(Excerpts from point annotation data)
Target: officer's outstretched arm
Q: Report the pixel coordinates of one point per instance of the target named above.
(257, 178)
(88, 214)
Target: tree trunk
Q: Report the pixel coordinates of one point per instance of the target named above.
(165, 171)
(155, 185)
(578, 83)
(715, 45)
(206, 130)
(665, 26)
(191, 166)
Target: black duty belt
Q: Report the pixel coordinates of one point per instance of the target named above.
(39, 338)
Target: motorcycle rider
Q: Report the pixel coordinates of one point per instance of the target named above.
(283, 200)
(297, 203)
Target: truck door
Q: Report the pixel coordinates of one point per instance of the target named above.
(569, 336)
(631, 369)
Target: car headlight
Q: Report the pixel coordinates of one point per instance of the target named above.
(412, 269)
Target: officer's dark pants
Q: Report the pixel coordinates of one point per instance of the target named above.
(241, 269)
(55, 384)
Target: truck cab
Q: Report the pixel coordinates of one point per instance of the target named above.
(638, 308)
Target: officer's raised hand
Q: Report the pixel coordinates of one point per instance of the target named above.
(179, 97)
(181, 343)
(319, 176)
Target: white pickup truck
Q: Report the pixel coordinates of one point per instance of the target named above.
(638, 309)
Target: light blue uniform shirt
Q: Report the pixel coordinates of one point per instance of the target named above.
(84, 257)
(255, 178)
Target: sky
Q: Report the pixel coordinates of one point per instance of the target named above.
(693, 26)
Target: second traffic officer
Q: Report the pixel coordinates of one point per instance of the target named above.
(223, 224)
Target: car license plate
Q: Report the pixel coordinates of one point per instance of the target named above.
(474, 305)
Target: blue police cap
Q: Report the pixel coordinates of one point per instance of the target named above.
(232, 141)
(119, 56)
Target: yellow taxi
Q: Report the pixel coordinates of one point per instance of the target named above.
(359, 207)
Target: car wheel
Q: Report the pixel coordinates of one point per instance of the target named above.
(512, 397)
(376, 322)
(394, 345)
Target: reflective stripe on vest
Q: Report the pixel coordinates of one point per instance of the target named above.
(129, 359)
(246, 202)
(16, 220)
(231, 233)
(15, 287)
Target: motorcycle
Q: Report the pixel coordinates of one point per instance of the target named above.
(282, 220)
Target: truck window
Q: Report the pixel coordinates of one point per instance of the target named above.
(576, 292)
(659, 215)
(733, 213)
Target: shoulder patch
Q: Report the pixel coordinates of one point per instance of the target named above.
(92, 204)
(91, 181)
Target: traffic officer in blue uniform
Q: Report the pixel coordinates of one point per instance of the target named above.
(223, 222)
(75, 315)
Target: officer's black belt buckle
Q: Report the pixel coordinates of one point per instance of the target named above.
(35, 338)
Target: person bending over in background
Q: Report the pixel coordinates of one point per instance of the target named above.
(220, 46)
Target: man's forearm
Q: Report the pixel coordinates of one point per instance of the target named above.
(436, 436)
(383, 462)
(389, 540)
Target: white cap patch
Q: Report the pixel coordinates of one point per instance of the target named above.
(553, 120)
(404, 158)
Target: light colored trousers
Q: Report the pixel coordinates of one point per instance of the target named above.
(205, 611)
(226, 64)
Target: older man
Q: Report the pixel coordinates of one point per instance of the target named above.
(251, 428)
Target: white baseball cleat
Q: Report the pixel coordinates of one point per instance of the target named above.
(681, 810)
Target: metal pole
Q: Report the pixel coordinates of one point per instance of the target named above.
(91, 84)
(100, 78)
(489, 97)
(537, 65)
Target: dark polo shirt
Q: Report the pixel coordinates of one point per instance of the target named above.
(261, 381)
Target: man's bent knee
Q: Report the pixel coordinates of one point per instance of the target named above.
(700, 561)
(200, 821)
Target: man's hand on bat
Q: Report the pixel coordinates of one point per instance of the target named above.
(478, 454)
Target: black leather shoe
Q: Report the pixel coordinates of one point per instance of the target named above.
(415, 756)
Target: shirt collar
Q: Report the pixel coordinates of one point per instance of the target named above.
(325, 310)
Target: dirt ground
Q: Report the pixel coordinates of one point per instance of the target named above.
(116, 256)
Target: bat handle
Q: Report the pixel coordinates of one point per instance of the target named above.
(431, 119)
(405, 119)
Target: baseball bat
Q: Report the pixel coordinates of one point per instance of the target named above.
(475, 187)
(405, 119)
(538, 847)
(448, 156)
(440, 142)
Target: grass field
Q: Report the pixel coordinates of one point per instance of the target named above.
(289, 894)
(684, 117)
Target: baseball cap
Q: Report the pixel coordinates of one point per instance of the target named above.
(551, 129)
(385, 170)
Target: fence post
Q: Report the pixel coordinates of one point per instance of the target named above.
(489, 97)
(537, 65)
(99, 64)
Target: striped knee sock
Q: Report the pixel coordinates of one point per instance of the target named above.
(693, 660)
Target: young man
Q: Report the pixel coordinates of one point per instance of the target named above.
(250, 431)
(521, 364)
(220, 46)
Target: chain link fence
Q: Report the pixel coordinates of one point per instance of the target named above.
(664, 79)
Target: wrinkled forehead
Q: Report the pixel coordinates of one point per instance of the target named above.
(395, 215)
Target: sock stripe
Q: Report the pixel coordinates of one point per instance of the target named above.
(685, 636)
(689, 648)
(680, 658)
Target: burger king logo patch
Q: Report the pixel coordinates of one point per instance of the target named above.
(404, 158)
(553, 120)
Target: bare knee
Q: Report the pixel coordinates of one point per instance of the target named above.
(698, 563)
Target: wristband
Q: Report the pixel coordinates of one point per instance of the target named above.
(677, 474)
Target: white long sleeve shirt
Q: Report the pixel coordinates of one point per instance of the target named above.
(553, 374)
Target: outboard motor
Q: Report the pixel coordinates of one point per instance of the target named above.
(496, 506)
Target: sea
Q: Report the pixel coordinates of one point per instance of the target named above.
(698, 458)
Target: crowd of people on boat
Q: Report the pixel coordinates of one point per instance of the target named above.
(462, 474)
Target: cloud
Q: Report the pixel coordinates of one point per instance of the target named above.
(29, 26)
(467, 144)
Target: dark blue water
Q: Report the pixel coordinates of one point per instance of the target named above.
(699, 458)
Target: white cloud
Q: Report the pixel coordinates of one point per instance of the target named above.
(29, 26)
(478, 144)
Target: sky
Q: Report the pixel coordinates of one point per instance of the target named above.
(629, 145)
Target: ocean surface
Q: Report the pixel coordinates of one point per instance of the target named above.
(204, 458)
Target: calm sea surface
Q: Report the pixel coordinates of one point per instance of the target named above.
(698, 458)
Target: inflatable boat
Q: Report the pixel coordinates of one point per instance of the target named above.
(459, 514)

■ **TO DO**
Write out every entry verbatim.

■ **SOLUTION TO THE EXERCISE**
Target: officer's outstretched arm
Q: Report the pixel coordinates of one point per instance of the target named above.
(257, 178)
(88, 214)
Target: tree trunk
Q: Report the pixel coordinates of one point per instance of the target named above.
(165, 171)
(155, 185)
(578, 83)
(715, 45)
(206, 130)
(665, 26)
(191, 166)
Target: black duty belt
Q: Report the pixel coordinates of one point per instance of the target named above.
(39, 338)
Target: motorcycle rider
Q: Report the pixel coordinates of one point per instance of the target named above.
(283, 200)
(297, 203)
Target: truck door
Q: Report the pixel coordinates of one point per instance of the target named above.
(569, 336)
(631, 369)
Target: car headlight
Q: Report the pixel coordinates of one point per instance of the target named above.
(412, 269)
Target: officer's dark pants
Q: Report the pixel coordinates of one point per instance of the target named above.
(241, 269)
(55, 384)
Target: truck cab
Q: Report the pixel coordinates of one point per instance of the target named above.
(638, 308)
Target: officer's raised hand
Q: Report the pixel coordinates of one point per instance of the target named above.
(179, 97)
(181, 343)
(319, 176)
Target: white pickup truck
Q: Report the pixel coordinates of one point per instance of the target named above.
(638, 309)
Target: light blue uniform shirt
Q: Report the pixel coordinates of one point per instance of the target named above.
(84, 257)
(255, 178)
Target: sky
Q: Report the pixel coordinates of one point per instance of the target named above.
(693, 26)
Target: second traffic officer
Q: Report the pixel coordinates of one point per instance of the target named above.
(223, 224)
Target: car license plate
Q: Report the pixel coordinates of one point per instance of the target named above.
(474, 305)
Target: blue police cap
Q: Report the pixel coordinates of one point per instance of the target named above.
(232, 141)
(119, 56)
Target: yellow taxi
Q: Report the pixel coordinates of one point per instance of the target named above.
(359, 207)
Target: car wheel
Q: Report the pixel coordinates of one point per instance of the target named above.
(512, 397)
(376, 322)
(394, 345)
Target: reflective stripe on vest
Q: Report the pixel coordinates of one point per instance of the target named above.
(129, 359)
(246, 202)
(16, 220)
(231, 233)
(15, 287)
Target: motorcycle
Q: Report the pixel coordinates of one point per instance of the target named above.
(282, 220)
Target: truck window
Q: Report the pixel coordinates of one point per instance of the target named above.
(576, 292)
(659, 215)
(733, 213)
Target: shoulder patch
Q: Report the pixel coordinates of one point per instance of the target named above.
(92, 204)
(91, 181)
Target: traffic officer in blue uniform
Q: Report the pixel coordinates of one point per instance of the target named above.
(223, 222)
(75, 315)
Target: officer's black belt buckle
Q: Report the pixel coordinates of one point per instance of the target named above.
(35, 338)
Target: person bending over in background
Q: Report the pixel coordinates of one point per instance of the target named above.
(220, 46)
Target: man's forearm
Q: Report the pixel coordinates of one point per instance of the target named above.
(436, 436)
(383, 462)
(389, 540)
Target: white cap patch
Q: Report the pixel coordinates of one point per instance of the target named above.
(553, 120)
(404, 158)
Target: light colored trousers
Q: Report the pixel coordinates of one point per instance of the target named above.
(205, 611)
(226, 64)
Target: older man
Q: Report the pixel coordinates of one point per instance of the target named above.
(251, 428)
Target: white baseball cleat
Q: Report the pixel coordinates of one point per instance of the target named above.
(681, 810)
Target: metal pole
Q: Report the pixel coordinates of one point per instance of the target named above.
(91, 84)
(100, 78)
(489, 97)
(537, 65)
Target: dark polo shirt
Q: Report the pixel coordinates of one point per instance of the target named above.
(261, 381)
Target: man's bent knee
Q: Report the pixel coordinates of one point per instance of the target named above.
(700, 561)
(200, 821)
Target: man's hand on bat
Q: Report the pixel coordinates of one point per instance of the target named above.
(478, 454)
Target: black leather shoe
Q: Report the pixel coordinates of one point per instance of the target named above.
(415, 756)
Target: shirt collar
Q: Report the pixel coordinates of one point per instance of the target named above.
(325, 310)
Target: dirt ground
Q: Report the pixel coordinates of one point per instance of the target named above.
(116, 256)
Target: bat handle
Q: Report the pixel coordinates of one point per instance of the target named above.
(431, 119)
(405, 119)
Target: baseball bat
Q: Report the pixel coordinates of one point per instance of the target named above.
(475, 187)
(405, 119)
(538, 847)
(448, 156)
(440, 142)
Target: grass field
Q: Report the pixel coordinates of one point per instance of the target named above.
(289, 894)
(684, 117)
Target: baseball cap
Q: Report the pixel coordinates of one point per instance of the target named above.
(551, 129)
(385, 170)
Target: fence post
Q: Report the pixel coordinates of one point per instance of the target named above.
(489, 97)
(537, 65)
(99, 64)
Target: striped knee sock
Q: Report the pixel coordinates of one point per instance of the target named above.
(693, 660)
Target: young man
Q: Report the pixel coordinates of one point per instance of the target named above.
(250, 431)
(521, 364)
(220, 46)
Target: chain link fence
Q: Report the pixel coordinates of one point per instance of the target named above.
(664, 79)
Target: wrinkled forehead
Q: Report the pixel coordinates of one point per instance of the target named above.
(395, 215)
Target: sock stripe
Q: Report the pixel coordinates of one point per instance of the target named above.
(685, 636)
(689, 648)
(680, 658)
Target: burger king logo patch
Q: Report the pixel coordinates of one point per instance of the target named above.
(404, 158)
(553, 120)
Target: bare knee
Q: Report the pixel coordinates of one point per instance of the target named above.
(698, 563)
Target: wristband
Q: Report the pixel coordinates of one point per instance of the target named above.
(677, 474)
Target: white long sleeve shirt
Q: Report the pixel coordinates of one point per instance of the target named above.
(553, 374)
Target: outboard motor
Q: Report the pixel coordinates of one point per instance of the target named above.
(496, 506)
Target: sea
Q: Report the pixel coordinates of one point per instance of the target named above.
(698, 458)
Target: crowd of people on boat
Q: Report the pixel coordinates of one point per instance of the target named above.
(462, 474)
Target: cloud
Q: Report the pixel coordinates of one point per instance of the target named above.
(29, 26)
(467, 144)
Target: dark blue water
Q: Report the pixel coordinates of one point per instance of the target named above.
(699, 458)
Target: white cloud
Q: Report the pixel coordinates of one point per instance of the target named above.
(29, 26)
(478, 144)
Target: sky
Q: Report the pixel coordinates of one point per instance of the target named above.
(629, 145)
Target: ocean surface
Q: Report the pixel coordinates of one point per instance of the target named above.
(204, 458)
Target: calm sea surface
Q: Report the pixel coordinates of one point per instance of the target named above.
(698, 458)
Target: inflatable boat
Q: Report the pixel coordinates of one point per instance of the target named above.
(459, 514)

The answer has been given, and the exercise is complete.